(Saved entries)
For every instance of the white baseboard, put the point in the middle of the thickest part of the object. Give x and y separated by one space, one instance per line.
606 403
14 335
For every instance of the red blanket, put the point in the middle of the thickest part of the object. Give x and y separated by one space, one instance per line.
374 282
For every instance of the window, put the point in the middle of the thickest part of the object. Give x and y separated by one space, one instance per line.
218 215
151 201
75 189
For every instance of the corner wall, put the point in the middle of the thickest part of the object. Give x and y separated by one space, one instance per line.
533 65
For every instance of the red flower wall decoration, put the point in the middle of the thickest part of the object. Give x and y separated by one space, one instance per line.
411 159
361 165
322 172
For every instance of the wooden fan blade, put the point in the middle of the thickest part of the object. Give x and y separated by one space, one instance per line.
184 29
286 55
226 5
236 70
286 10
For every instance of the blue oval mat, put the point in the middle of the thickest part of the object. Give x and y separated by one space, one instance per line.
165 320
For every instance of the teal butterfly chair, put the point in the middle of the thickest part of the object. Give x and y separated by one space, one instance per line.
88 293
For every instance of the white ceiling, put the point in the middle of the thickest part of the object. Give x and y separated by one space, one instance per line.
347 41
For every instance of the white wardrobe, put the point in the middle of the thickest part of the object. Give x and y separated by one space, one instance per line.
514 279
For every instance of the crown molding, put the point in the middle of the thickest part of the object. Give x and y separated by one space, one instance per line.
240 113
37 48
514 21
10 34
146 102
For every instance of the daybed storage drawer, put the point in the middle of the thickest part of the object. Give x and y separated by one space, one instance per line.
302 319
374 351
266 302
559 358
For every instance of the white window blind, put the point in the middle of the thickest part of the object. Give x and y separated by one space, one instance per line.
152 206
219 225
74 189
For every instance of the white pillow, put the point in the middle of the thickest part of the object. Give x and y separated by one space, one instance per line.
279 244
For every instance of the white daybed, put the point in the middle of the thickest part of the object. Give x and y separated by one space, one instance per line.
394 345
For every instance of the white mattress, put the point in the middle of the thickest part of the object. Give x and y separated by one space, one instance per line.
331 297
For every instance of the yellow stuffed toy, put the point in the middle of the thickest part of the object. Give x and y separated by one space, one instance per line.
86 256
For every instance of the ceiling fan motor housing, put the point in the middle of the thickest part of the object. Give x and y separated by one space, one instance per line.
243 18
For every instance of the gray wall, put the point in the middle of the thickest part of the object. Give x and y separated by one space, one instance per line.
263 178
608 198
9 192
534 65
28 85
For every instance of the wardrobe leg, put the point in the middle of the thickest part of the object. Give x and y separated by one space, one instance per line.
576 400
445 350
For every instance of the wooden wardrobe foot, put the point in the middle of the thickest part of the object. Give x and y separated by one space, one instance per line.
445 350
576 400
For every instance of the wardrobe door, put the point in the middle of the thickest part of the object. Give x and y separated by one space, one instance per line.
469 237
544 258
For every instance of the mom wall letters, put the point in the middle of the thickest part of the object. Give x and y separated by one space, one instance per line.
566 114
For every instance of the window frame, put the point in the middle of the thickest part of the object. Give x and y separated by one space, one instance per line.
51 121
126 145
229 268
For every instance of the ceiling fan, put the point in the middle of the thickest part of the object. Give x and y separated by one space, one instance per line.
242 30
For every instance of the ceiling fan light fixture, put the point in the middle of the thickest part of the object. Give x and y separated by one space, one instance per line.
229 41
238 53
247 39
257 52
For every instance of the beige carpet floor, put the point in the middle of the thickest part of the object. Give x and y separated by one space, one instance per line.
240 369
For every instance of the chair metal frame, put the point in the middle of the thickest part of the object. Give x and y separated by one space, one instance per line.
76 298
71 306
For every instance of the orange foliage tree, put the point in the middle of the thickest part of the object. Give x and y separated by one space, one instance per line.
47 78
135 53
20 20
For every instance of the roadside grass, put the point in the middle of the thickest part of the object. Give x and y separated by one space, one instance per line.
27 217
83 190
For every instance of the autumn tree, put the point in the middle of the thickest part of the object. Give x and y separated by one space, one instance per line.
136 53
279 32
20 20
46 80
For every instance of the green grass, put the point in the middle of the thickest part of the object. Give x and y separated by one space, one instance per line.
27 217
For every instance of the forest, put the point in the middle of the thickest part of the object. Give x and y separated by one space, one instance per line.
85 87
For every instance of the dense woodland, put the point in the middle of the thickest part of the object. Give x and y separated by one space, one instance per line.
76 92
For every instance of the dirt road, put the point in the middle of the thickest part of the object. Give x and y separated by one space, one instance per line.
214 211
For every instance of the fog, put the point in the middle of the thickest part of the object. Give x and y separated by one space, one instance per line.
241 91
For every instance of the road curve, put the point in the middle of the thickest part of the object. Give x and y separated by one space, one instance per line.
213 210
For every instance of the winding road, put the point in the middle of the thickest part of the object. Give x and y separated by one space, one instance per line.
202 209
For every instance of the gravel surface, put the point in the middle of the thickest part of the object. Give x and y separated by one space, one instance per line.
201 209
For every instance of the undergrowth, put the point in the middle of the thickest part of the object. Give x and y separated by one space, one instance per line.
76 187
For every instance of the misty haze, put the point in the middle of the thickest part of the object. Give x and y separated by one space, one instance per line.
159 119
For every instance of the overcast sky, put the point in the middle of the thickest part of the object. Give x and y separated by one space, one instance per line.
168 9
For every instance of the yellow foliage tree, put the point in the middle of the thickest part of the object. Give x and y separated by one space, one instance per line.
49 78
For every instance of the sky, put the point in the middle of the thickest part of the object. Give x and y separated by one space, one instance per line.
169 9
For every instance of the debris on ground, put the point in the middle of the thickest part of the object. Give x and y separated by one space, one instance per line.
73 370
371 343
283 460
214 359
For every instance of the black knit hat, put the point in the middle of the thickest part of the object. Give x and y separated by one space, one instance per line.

Prompt: Top to bottom, set down the entries above word for word.

Exercise answer:
For every instance of the white baseboard, put the point in the middle of the thickest part of the object. Give x and y separated by one space, one instance per line.
606 403
14 335
For every instance of the red blanket, put the point in the middle of the thickest part of the object. Give x and y separated by one space, one instance per line.
374 282
For every instance of the window, put the point in the middle of the thickest part of the object. Give x and y separated by one space, one instance per line.
218 215
151 201
75 189
For every instance of the corner wall, put the point in the middle of the thickest part of the object. Give x and y separated by one space, one instance per line.
533 65
For every instance of the red flower wall decoration, put the point in the middle of the thickest part of the object. Give x and y separated by one space, one instance per line.
411 159
361 165
322 172
For every instance of the wooden fan blade, put the point in the middle of the thickest part of the object. Give x and y separated by one space, one instance per line.
184 29
286 55
226 5
236 70
286 10
For every instance of the blue oval mat, put the point in the middle of the thickest part of the object. Give x and y separated by one space, one instance per line.
165 320
For every instance of the teal butterfly chair, put the point in the middle of the thickest part of the object. Give x and y separated by one space, one instance per line.
88 293
For every instance of the white ceiling, put the point in the middle of the thickest part of the object. Give x and y separated by one space, one instance per line.
347 41
For every instance of the white wardrobe, put the point in the middle of the thickest part of the object. Give x and y separated by one space, one instance per line.
514 279
For every instance of the crown molding, put the point in the middle of the thickest part of the object. Give x and y separated by one space, one instance per line.
240 113
37 48
514 21
10 34
146 102
For every instance of the daybed storage drawer, put the point in the middle of the thickest part of the object. Give x and y separated by one space, one instance per line.
302 319
374 351
266 302
559 358
For every instance of the white window blind, put the point in the middle of the thickest part of the object. Give x and y separated by one space, one instance per line.
152 206
219 225
74 189
For every instance of the white pillow, put the point in the middle of the thickest part of the object. Give x and y separated by one space, one instance per line.
279 244
For every instance of the white daybed, put the point in the middle of the thickest part of the object. Give x and y separated by one space, one instance per line.
394 345
For every instance of the white mattress, put the point in the middle of the thickest part of the object. Give x and y separated by one space, one instance per line.
331 297
For every instance of the yellow stuffed toy, put the point in the middle of the thickest part of the object. Give x and y separated by one space, one instance per line.
86 256
For every instance of the ceiling fan motor housing, put the point in the middle of the thickest part of the object. Give x and y separated by one space, one instance per line.
243 18
For every instance of the gray wall, put the point in the middle of the thickest part of the object. Give x and y separated by one space, one instance per line.
263 178
608 198
9 192
534 65
28 85
For every instance of the wardrobe leg, put the point in the middle of the thickest part of the object. Give x and y separated by one space, one instance per line.
576 400
445 350
For every instance of the wooden wardrobe foot, put the point in the middle of the thickest part of the object. Give x and y separated by one space, one instance per line.
445 350
576 400
For every instance of the wardrobe door, put the point in the middle of the thickest part of the object. Give x and y separated by one space, one instance per line.
469 237
544 258
For every instance of the mom wall letters, put the point in the middle of the thickest part of the object. Give x and y separated by one space, one instance per line.
566 114
For every instance of the window frame, put the point in the middle of the thickest part of the object. Give x and y separated by one space, one instance per line.
51 121
126 145
229 268
For every instance of the ceiling fan, put the point in the middle of the thickest part of the object. Give x and y separated by one space, one instance per line.
242 30
For every instance of the ceiling fan light fixture, put the point in the middle of the thickest part of the object. Give x and y separated by one space, one instance per line.
229 41
238 53
247 39
257 52
For every instance of the beige carpet floor, put the point in the middle of the thickest part of the object. Give x and y separated by one space, one instance per line.
240 369
For every instance of the chair metal frame, put the point in the middle of the thickest part of the object. Give x and y separated by one space, one instance per line.
76 298
71 306
For every instance of the orange foliage tree, put the point in the middle of the thickest part of the object. Give x and y separated by one space, one instance per line.
47 78
135 53
20 20
For every instance of the roadside grass, put the point in the middle of the thickest part of the object. Give x and y separated by one space, one instance per line.
27 217
83 190
For every instance of the autumn tree, put the point in the middle of the thickest part of the object. Give x and y separated by one space, one instance per line.
136 53
279 32
20 20
46 80
For every instance of the green grass, put the point in the middle of the thickest part of the object. Give x and y separated by one space, one instance per line.
27 217
For every instance of the forest, put the point in the middle of the thickest part of the object. Give x and y separated by one space, one instance per line.
85 87
For every instance of the dense woodland, put the point in the middle of the thickest part of the object. Give x and y separated by one space, one instance per line.
76 92
For every instance of the dirt road, put the point in the middle of the thickest part of the object. Give x and y separated by one space, one instance per line.
214 211
For every instance of the fog, put the point in the middle of the thickest part of the object. Give x and y separated by one space, one instance per line.
241 91
For every instance of the road curve, put the point in the middle of the thickest part of the object. Give x and y separated by one space, one instance per line.
213 210
For every instance of the winding road, put the point in the middle of the thickest part of the object. Give x and y separated by one space, one instance per line.
202 209
For every instance of the gravel surface, put the point in the middle of the thickest part of the object. Give x and y separated by one space, one instance per line.
201 209
For every instance of the undergrowth, put the point in the middle of the thickest part of the object. Give x and y separated by one space, one instance per line.
76 187
For every instance of the misty haze, put the point in the middle of the thickest part of the object. Give x and y separated by one space, one instance per line.
159 119
For every instance of the overcast sky, put the point in the middle of the thickest part of the object. Give x and y separated by one space, one instance per line.
168 9
For every instance of the yellow foliage tree, put the point in the middle of the thickest part of the object. Give x and y separated by one space, one instance per line.
49 78
For every instance of the sky, put the point in the middle of the thickest part of the object. Give x and y separated by one space, one instance per line.
169 9
For every instance of the debris on ground, put the point in the middle of the thickest part of the object. Give x and y separated by one space, one instance per line.
73 370
371 343
283 460
214 359
For every instance of the black knit hat, put the point in the middle of the thickest part of the object. Give x and y separated by one space, one instance per line.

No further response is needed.